> WORK TASK
The answer must consist of every line in the records below that contains the string "instances".

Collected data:
****************
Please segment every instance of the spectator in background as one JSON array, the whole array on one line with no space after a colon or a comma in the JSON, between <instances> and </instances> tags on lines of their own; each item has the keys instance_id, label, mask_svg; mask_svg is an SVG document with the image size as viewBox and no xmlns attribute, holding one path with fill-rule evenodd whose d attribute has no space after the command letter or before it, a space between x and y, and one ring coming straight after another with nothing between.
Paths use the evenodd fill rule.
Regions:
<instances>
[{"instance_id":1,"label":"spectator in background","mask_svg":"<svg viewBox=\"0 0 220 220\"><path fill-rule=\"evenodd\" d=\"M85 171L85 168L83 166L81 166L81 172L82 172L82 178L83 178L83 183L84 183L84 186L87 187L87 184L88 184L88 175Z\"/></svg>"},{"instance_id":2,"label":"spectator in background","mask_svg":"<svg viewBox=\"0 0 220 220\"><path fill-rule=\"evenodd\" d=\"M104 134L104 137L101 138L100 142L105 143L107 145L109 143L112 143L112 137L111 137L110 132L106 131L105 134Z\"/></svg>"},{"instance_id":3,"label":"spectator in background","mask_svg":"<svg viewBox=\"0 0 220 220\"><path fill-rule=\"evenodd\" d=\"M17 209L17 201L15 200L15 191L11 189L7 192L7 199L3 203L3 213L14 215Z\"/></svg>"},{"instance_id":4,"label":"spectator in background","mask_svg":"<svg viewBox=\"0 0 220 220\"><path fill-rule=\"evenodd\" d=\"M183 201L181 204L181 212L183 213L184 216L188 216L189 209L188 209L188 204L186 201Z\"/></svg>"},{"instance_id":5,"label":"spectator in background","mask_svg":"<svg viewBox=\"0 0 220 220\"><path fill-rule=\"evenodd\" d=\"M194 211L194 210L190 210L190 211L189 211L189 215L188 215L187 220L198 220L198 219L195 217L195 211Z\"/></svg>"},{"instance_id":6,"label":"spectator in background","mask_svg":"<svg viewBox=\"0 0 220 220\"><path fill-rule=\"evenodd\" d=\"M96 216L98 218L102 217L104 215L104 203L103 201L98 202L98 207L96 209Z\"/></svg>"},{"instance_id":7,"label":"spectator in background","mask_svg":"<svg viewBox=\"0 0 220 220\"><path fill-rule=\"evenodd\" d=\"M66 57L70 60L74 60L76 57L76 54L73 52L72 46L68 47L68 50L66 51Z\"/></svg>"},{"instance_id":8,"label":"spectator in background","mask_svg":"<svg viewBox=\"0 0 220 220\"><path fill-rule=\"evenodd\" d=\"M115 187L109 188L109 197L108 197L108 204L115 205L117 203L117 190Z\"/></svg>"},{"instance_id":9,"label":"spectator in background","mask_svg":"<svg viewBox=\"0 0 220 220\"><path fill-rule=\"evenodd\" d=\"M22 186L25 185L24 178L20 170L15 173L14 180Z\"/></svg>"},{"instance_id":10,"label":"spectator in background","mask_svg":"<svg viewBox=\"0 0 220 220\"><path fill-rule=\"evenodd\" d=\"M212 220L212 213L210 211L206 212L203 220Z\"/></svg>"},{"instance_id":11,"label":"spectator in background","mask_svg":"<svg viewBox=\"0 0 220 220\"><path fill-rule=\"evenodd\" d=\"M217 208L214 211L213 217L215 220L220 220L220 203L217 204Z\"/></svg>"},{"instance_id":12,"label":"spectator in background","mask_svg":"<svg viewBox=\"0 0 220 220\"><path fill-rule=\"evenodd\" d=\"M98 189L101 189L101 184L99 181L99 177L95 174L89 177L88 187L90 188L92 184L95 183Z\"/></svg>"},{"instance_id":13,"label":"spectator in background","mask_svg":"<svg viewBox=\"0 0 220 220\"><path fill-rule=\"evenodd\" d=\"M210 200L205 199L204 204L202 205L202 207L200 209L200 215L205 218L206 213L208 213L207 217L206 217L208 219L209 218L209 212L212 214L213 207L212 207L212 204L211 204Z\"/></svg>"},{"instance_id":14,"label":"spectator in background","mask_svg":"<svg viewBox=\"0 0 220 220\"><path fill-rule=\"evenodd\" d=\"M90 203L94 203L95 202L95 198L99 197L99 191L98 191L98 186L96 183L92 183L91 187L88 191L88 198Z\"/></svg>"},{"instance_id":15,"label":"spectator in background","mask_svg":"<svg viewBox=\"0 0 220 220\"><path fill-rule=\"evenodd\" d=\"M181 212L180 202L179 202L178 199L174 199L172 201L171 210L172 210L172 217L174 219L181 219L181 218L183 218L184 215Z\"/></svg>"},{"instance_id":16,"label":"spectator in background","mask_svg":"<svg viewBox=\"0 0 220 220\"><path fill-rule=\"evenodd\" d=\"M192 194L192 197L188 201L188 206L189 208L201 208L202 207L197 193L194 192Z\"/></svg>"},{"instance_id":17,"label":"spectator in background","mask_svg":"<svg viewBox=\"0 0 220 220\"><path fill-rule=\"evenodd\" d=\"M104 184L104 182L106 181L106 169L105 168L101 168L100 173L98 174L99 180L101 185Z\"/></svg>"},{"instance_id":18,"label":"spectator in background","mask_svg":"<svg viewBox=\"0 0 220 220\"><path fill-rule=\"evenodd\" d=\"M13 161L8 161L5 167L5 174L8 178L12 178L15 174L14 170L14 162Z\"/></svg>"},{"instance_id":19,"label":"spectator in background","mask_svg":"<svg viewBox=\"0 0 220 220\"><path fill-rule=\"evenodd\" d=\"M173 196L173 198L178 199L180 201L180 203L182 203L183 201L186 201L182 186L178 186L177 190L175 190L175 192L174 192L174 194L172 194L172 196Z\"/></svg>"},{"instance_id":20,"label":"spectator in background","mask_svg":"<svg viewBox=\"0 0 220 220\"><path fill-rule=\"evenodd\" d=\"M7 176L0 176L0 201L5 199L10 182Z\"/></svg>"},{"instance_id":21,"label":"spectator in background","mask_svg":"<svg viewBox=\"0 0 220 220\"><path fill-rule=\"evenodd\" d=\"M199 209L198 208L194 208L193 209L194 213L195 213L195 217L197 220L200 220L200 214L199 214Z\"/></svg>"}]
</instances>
****************
> RESPONSE BELOW
Please segment every instance of the spectator in background as one JSON array, the whole array on one line with no space after a colon or a comma in the JSON, between <instances> and </instances> tags on lines of their own; each item has the keys instance_id, label, mask_svg; mask_svg is an SVG document with the image size as viewBox and no xmlns attribute, holding one path with fill-rule evenodd whose d attribute has no space after the command letter or before it, a space between x and y, and one ring coming straight after another with nothing between.
<instances>
</instances>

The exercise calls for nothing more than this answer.